Aim of the task => Reproduce the material below, replacing every occurrence of "traced" with "outlined" and leaving all other text unchanged.

== Supplied data

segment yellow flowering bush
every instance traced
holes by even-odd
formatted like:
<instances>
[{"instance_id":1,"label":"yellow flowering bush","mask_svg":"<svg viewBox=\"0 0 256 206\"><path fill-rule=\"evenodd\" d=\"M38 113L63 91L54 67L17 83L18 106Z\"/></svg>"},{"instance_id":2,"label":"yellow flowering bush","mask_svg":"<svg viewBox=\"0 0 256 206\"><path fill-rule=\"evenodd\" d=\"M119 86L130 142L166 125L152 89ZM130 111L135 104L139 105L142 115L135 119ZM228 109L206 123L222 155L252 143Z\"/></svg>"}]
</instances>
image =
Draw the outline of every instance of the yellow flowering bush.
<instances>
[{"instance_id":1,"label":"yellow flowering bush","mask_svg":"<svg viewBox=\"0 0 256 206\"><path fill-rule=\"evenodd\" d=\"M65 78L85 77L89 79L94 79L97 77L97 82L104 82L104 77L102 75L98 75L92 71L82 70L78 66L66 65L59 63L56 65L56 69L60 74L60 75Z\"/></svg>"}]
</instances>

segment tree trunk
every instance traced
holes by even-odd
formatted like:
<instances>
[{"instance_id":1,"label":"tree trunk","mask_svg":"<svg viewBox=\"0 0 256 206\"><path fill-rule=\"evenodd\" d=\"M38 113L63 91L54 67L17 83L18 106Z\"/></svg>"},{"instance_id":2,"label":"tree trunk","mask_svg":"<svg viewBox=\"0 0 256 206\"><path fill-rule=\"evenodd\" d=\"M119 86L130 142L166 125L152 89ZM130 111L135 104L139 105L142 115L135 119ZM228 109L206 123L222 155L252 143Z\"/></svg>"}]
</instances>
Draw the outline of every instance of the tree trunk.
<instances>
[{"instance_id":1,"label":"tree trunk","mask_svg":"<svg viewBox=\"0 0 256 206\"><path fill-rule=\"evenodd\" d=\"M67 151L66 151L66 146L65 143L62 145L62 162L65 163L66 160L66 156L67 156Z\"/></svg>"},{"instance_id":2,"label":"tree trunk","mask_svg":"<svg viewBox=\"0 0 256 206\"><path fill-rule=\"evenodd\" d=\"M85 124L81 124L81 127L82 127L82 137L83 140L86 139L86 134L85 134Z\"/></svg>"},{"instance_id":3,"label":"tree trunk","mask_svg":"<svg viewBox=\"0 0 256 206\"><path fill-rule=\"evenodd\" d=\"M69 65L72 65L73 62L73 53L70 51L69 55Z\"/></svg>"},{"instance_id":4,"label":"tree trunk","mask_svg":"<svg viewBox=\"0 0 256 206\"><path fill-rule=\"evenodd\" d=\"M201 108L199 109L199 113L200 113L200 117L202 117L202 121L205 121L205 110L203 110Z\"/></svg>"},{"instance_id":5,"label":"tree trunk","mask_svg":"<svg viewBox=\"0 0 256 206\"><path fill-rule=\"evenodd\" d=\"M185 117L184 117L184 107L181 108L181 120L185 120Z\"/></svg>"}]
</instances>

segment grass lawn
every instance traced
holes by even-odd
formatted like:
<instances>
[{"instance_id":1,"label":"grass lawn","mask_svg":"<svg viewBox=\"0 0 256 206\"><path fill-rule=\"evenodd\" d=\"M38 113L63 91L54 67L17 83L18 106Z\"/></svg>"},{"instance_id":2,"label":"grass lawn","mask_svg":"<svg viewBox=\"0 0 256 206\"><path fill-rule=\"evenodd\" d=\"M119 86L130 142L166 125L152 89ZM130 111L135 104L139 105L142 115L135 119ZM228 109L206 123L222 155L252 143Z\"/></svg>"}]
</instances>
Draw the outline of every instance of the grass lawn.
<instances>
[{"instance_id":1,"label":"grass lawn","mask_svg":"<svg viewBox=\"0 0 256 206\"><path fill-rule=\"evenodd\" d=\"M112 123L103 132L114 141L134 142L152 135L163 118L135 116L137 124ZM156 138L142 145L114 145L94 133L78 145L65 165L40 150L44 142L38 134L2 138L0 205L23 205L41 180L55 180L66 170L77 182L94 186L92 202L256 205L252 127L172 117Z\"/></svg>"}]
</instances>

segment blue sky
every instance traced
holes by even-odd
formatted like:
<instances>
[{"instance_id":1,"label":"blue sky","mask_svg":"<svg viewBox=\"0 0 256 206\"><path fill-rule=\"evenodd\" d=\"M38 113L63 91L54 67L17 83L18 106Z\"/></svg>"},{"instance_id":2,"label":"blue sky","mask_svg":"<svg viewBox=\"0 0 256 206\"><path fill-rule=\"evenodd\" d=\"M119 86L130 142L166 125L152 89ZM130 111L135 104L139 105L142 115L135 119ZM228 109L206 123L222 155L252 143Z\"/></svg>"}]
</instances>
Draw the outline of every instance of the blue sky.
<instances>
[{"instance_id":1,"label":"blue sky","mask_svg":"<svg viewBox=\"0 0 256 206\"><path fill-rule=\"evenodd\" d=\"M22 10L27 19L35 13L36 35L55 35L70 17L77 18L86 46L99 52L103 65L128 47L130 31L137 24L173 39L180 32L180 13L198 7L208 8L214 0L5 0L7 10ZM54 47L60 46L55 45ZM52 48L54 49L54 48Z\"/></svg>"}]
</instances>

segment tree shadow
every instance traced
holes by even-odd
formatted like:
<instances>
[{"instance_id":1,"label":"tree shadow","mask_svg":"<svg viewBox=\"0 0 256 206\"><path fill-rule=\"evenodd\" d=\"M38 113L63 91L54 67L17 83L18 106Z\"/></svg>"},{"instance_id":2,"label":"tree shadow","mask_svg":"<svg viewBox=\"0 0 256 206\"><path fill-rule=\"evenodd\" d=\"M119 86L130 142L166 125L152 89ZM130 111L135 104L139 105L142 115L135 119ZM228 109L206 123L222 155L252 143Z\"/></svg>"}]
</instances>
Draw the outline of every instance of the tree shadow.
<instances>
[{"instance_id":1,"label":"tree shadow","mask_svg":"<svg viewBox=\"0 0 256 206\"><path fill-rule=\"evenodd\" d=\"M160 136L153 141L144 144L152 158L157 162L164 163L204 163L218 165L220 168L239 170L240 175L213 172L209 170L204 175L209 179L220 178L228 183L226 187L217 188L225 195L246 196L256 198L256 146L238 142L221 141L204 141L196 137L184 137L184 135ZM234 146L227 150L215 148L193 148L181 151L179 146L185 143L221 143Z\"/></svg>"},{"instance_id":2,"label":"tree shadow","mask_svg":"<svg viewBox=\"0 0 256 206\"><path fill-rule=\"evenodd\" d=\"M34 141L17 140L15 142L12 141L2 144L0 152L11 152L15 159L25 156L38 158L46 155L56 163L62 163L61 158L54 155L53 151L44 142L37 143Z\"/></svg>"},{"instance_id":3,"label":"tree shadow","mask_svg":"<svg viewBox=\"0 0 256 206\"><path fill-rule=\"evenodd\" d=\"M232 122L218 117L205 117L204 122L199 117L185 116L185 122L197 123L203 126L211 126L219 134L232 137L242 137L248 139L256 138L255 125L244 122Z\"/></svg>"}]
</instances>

====

Complete output =>
segment yellow flowering bush
every instance outlined
holes by even-odd
formatted like:
<instances>
[{"instance_id":1,"label":"yellow flowering bush","mask_svg":"<svg viewBox=\"0 0 256 206\"><path fill-rule=\"evenodd\" d=\"M38 113L63 91L54 67L17 83L18 106Z\"/></svg>"},{"instance_id":2,"label":"yellow flowering bush","mask_svg":"<svg viewBox=\"0 0 256 206\"><path fill-rule=\"evenodd\" d=\"M119 86L130 142L166 125L152 89ZM130 111L135 104L139 105L142 115L135 119ZM228 109L206 123L222 155L252 143Z\"/></svg>"}]
</instances>
image =
Draw the outline of every instance of the yellow flowering bush.
<instances>
[{"instance_id":1,"label":"yellow flowering bush","mask_svg":"<svg viewBox=\"0 0 256 206\"><path fill-rule=\"evenodd\" d=\"M65 78L85 77L89 79L94 79L97 77L97 82L104 82L104 77L102 75L98 75L92 71L82 70L78 66L66 65L59 63L56 65L56 69L60 74L60 75Z\"/></svg>"}]
</instances>

segment tree trunk
every instance outlined
holes by even-odd
formatted like:
<instances>
[{"instance_id":1,"label":"tree trunk","mask_svg":"<svg viewBox=\"0 0 256 206\"><path fill-rule=\"evenodd\" d=\"M38 113L63 91L54 67L17 83L18 106Z\"/></svg>"},{"instance_id":2,"label":"tree trunk","mask_svg":"<svg viewBox=\"0 0 256 206\"><path fill-rule=\"evenodd\" d=\"M119 86L130 142L166 125L152 89ZM130 111L135 104L139 105L142 115L135 119ZM228 109L206 123L222 155L252 143Z\"/></svg>"}]
</instances>
Draw the outline of every instance of the tree trunk.
<instances>
[{"instance_id":1,"label":"tree trunk","mask_svg":"<svg viewBox=\"0 0 256 206\"><path fill-rule=\"evenodd\" d=\"M67 151L66 151L66 146L65 143L62 145L62 162L65 163L66 160L66 156L67 156Z\"/></svg>"},{"instance_id":2,"label":"tree trunk","mask_svg":"<svg viewBox=\"0 0 256 206\"><path fill-rule=\"evenodd\" d=\"M85 124L81 124L81 127L82 127L82 137L83 140L86 139L86 134L85 134Z\"/></svg>"},{"instance_id":3,"label":"tree trunk","mask_svg":"<svg viewBox=\"0 0 256 206\"><path fill-rule=\"evenodd\" d=\"M69 65L72 65L73 62L73 53L70 51L69 55Z\"/></svg>"},{"instance_id":4,"label":"tree trunk","mask_svg":"<svg viewBox=\"0 0 256 206\"><path fill-rule=\"evenodd\" d=\"M201 108L199 109L199 113L200 113L200 117L202 117L202 121L205 121L205 110L203 110Z\"/></svg>"},{"instance_id":5,"label":"tree trunk","mask_svg":"<svg viewBox=\"0 0 256 206\"><path fill-rule=\"evenodd\" d=\"M185 117L184 117L184 107L181 108L181 120L185 120Z\"/></svg>"}]
</instances>

segment grass lawn
every instance outlined
holes by even-odd
formatted like:
<instances>
[{"instance_id":1,"label":"grass lawn","mask_svg":"<svg viewBox=\"0 0 256 206\"><path fill-rule=\"evenodd\" d=\"M38 113L63 91L54 67L17 83L18 106Z\"/></svg>"},{"instance_id":2,"label":"grass lawn","mask_svg":"<svg viewBox=\"0 0 256 206\"><path fill-rule=\"evenodd\" d=\"M119 86L130 142L166 125L152 89ZM130 111L135 104L139 105L142 115L135 119ZM228 109L206 123L222 155L252 143Z\"/></svg>"}]
</instances>
Draw the outline of every instance of the grass lawn.
<instances>
[{"instance_id":1,"label":"grass lawn","mask_svg":"<svg viewBox=\"0 0 256 206\"><path fill-rule=\"evenodd\" d=\"M112 123L103 132L114 141L134 142L152 135L163 118L135 116L137 124ZM156 138L142 145L114 145L94 133L78 145L65 165L40 150L44 142L38 134L2 138L0 205L23 205L41 180L55 180L66 170L77 182L94 186L92 202L256 205L252 127L172 117Z\"/></svg>"}]
</instances>

segment blue sky
every instance outlined
holes by even-odd
formatted like:
<instances>
[{"instance_id":1,"label":"blue sky","mask_svg":"<svg viewBox=\"0 0 256 206\"><path fill-rule=\"evenodd\" d=\"M38 113L63 91L54 67L17 83L18 106Z\"/></svg>"},{"instance_id":2,"label":"blue sky","mask_svg":"<svg viewBox=\"0 0 256 206\"><path fill-rule=\"evenodd\" d=\"M119 86L130 142L166 125L152 89ZM130 111L135 104L139 105L142 115L135 119ZM228 109L206 123L222 155L252 143Z\"/></svg>"}]
</instances>
Draw the outline of every instance of the blue sky.
<instances>
[{"instance_id":1,"label":"blue sky","mask_svg":"<svg viewBox=\"0 0 256 206\"><path fill-rule=\"evenodd\" d=\"M22 10L27 19L35 13L36 35L55 35L70 17L77 18L86 46L99 52L103 65L128 47L130 31L137 24L173 39L180 32L180 13L198 7L208 8L214 0L5 0L7 10ZM54 47L60 46L55 45ZM52 48L54 49L54 48Z\"/></svg>"}]
</instances>

segment tree shadow
every instance outlined
holes by even-odd
formatted like:
<instances>
[{"instance_id":1,"label":"tree shadow","mask_svg":"<svg viewBox=\"0 0 256 206\"><path fill-rule=\"evenodd\" d=\"M38 113L63 91L54 67L17 83L18 106Z\"/></svg>"},{"instance_id":2,"label":"tree shadow","mask_svg":"<svg viewBox=\"0 0 256 206\"><path fill-rule=\"evenodd\" d=\"M119 86L130 142L166 125L152 89ZM130 111L135 104L139 105L142 115L135 119ZM228 109L206 123L222 155L252 143Z\"/></svg>"}]
</instances>
Draw the outline of every instance of the tree shadow.
<instances>
[{"instance_id":1,"label":"tree shadow","mask_svg":"<svg viewBox=\"0 0 256 206\"><path fill-rule=\"evenodd\" d=\"M160 136L153 141L144 144L152 158L157 162L164 163L204 163L218 165L220 168L239 170L240 175L213 172L209 170L204 175L209 179L220 178L228 183L226 187L217 188L225 195L246 196L256 198L256 146L238 142L221 141L204 141L196 137L184 137L184 135ZM234 146L227 150L215 148L193 148L181 151L179 146L185 143L221 143Z\"/></svg>"},{"instance_id":2,"label":"tree shadow","mask_svg":"<svg viewBox=\"0 0 256 206\"><path fill-rule=\"evenodd\" d=\"M34 141L17 140L15 142L12 141L2 144L0 152L11 152L15 159L25 156L38 158L46 155L56 163L62 163L61 158L54 155L53 151L44 142L37 143Z\"/></svg>"},{"instance_id":3,"label":"tree shadow","mask_svg":"<svg viewBox=\"0 0 256 206\"><path fill-rule=\"evenodd\" d=\"M232 122L218 117L205 117L204 122L199 117L185 116L185 122L197 123L203 126L211 126L219 134L232 137L242 137L248 139L256 138L255 125L244 122Z\"/></svg>"}]
</instances>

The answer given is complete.